Textabschnitt.
:::::

Der Spanier verehrt den Fußball von Schweinsteiger und Co. - und hofft nach drei Monaten Torflaute auf seinen verspäteten Durchbruch im Halbfinale

Kapstadt. Wenige Minuten war der Einzug ins Halbfinale erst sicher, da hat sich Fernando Torres schon geoutet - als Fan des nächsten Gegners. Es ging nicht nur um dieses Turnier, die neue, ungewohnte Spielkunst der Teutonen, darum, dass "sie den Titel genauso oder noch mehr verdienen wie wir". Spaniens Mittelstürmer meinte das grundsätzlich. "Ich war schon immer ein großer Anhänger des deutschen Fußballs."

Boshaftigkeit wird man nicht finden vor diesem WM-Halbfinale, zumindest nicht bei ihm und seinen Landsleuten. Die Zeiten sind passé, als die Spanier den deutschen Fußball verabscheuten für das uninspirierte Spiel und fürchteten für die physische und mentale Stärke. Jetzt zeigen die Alemanes einen Stil, der den eigenen ästhetischen Vorlieben sehr nahe kommt, und Angst haben muss man auch nicht mehr seit jenem Juniabend 2008 in Wien, als Spanien gegen Deutschland seine 44 Jahre lange Titelsehnsucht beendete.

Das einzige Tor damals schoss Torres. So ein Tor hat er hier noch nicht geschossen, er hat überhaupt noch kein Tor. Erst dreimal brachte er überhaupt einen Schuss zwischen die drei Stangen zustande. Sein letzter Treffer datiert vom 8. April dieses Jahres, im Uefa-Cup gegen Benfica Lissabon.

:::::

(Zeigedaten zu referenzierenden Ausdrücken)
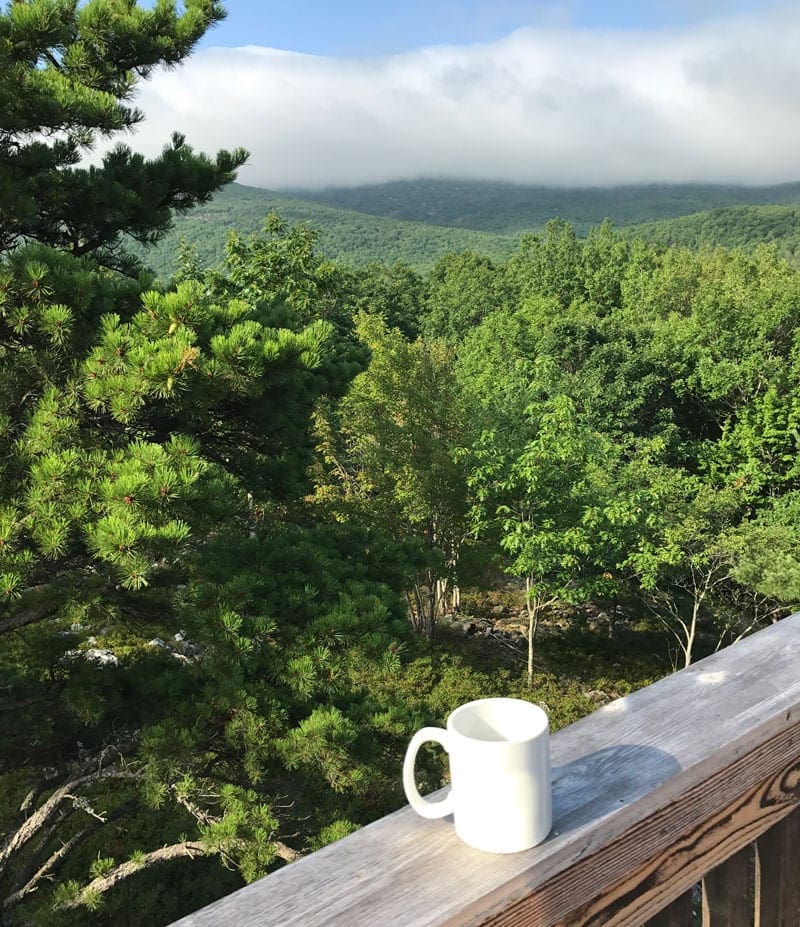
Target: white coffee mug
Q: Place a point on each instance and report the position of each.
(499, 753)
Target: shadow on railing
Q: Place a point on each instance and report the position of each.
(694, 780)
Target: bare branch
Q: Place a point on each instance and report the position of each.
(45, 812)
(101, 884)
(33, 883)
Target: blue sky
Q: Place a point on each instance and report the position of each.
(557, 92)
(360, 28)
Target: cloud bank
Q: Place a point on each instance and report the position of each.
(719, 102)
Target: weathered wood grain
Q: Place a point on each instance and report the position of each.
(678, 914)
(778, 880)
(729, 891)
(682, 773)
(696, 832)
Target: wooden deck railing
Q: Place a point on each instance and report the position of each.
(695, 779)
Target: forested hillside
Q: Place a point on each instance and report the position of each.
(262, 521)
(744, 227)
(509, 209)
(350, 237)
(503, 211)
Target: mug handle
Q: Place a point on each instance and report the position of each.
(428, 809)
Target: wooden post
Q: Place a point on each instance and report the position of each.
(650, 793)
(678, 914)
(729, 892)
(778, 867)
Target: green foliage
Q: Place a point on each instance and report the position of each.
(347, 237)
(67, 73)
(508, 208)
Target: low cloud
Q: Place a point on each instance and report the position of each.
(718, 102)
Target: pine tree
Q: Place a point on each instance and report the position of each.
(68, 73)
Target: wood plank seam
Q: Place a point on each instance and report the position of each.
(697, 830)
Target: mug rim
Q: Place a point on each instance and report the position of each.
(542, 727)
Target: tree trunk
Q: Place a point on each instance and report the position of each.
(534, 608)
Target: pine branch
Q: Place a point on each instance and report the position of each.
(33, 883)
(34, 824)
(102, 884)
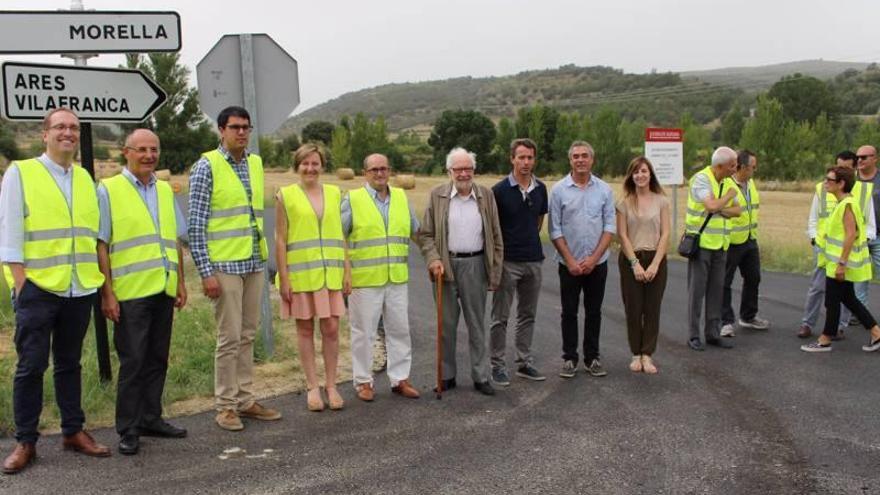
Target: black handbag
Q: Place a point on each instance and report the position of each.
(689, 245)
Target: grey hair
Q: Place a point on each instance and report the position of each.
(723, 155)
(460, 151)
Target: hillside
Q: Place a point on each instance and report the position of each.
(658, 97)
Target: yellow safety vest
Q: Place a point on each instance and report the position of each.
(858, 265)
(715, 236)
(233, 218)
(138, 252)
(745, 226)
(315, 251)
(378, 254)
(59, 240)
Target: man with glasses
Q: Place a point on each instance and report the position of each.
(460, 238)
(48, 234)
(229, 250)
(582, 222)
(142, 263)
(378, 223)
(522, 203)
(822, 206)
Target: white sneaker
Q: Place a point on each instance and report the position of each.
(727, 330)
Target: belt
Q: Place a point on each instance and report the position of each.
(465, 255)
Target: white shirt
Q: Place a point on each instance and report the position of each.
(465, 223)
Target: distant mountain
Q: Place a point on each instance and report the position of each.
(656, 97)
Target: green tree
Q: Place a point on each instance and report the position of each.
(182, 129)
(469, 129)
(318, 131)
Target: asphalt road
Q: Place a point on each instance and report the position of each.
(761, 418)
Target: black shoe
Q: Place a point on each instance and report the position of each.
(484, 388)
(129, 444)
(724, 344)
(162, 429)
(447, 385)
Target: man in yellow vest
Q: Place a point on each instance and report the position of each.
(48, 230)
(229, 249)
(708, 194)
(743, 253)
(142, 264)
(378, 223)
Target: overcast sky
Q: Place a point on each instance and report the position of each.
(347, 46)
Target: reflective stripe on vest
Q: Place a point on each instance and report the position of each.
(378, 254)
(231, 225)
(716, 235)
(858, 264)
(138, 253)
(745, 226)
(60, 241)
(315, 252)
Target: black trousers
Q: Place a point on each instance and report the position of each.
(44, 321)
(142, 338)
(843, 292)
(570, 288)
(746, 258)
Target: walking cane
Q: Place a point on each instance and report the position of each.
(439, 389)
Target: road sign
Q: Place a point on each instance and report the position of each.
(96, 94)
(664, 148)
(65, 31)
(238, 61)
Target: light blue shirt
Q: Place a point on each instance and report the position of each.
(13, 212)
(381, 204)
(151, 199)
(581, 216)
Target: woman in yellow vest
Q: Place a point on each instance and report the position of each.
(846, 260)
(310, 256)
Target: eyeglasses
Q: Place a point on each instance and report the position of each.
(239, 128)
(143, 149)
(62, 127)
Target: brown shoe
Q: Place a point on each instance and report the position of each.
(405, 388)
(83, 443)
(228, 420)
(365, 392)
(20, 458)
(804, 332)
(258, 411)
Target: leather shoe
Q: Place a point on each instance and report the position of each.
(448, 384)
(484, 388)
(129, 444)
(365, 392)
(20, 458)
(162, 429)
(83, 443)
(405, 389)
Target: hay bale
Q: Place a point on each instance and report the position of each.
(405, 181)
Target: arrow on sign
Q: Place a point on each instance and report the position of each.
(96, 94)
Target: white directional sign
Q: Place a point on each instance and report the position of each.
(96, 94)
(64, 31)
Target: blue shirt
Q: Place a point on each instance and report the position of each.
(201, 186)
(151, 199)
(381, 204)
(581, 216)
(13, 211)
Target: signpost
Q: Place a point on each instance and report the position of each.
(95, 94)
(664, 148)
(254, 72)
(81, 31)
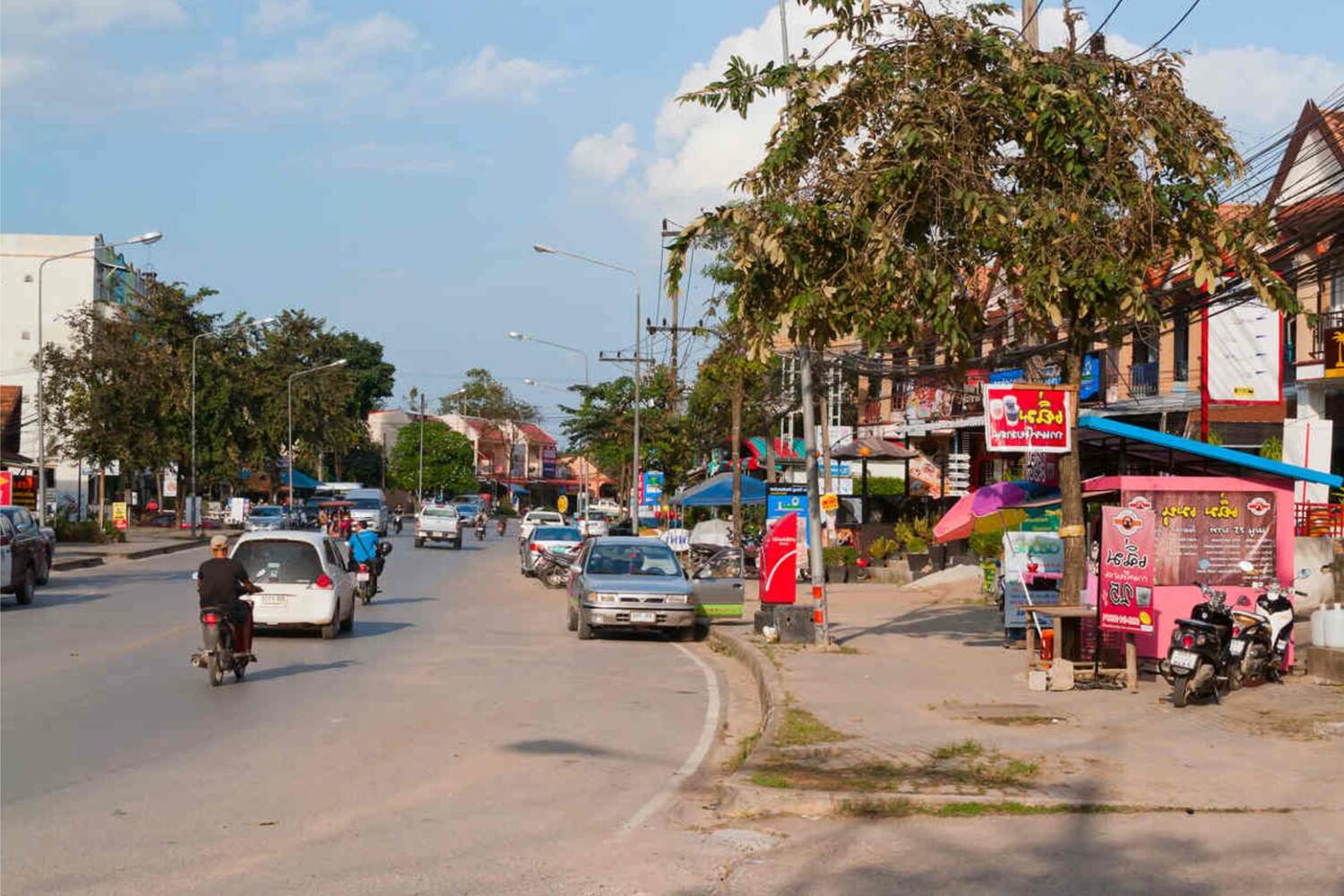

:::::

Führe den Text über Fernando Torres vor dem WM-Halbfinale gegen Deutschland nach seinem letzten Satz weiter. Die Zeilen spielen dabei keine Rolle.

So wenig torgefährlich er bisher in Südafrika war, so hart ackerte er, bevor er meist nach etwa einer Stunde vom Feld genommen wurde. Am Willen mangelt es als Letztes, eher ist Fernando Torres übermotiviert. Als seine erneuten Knieprobleme auftraten, entschied er sich sofort für eine Operation, um nicht durch konservative Behandlung und weitere Belastungen den WM-Start zu gefährden. Sein Arzt jedoch praktiziert in Barcelona - und ein gewisser isländischer Vulkan stornierte in jenen Tagen Europas Flugverkehr. Um keine Zeit verstreichen zu lassen, machte er sich im Auto auf die Reise von Nordengland nach Katalonien.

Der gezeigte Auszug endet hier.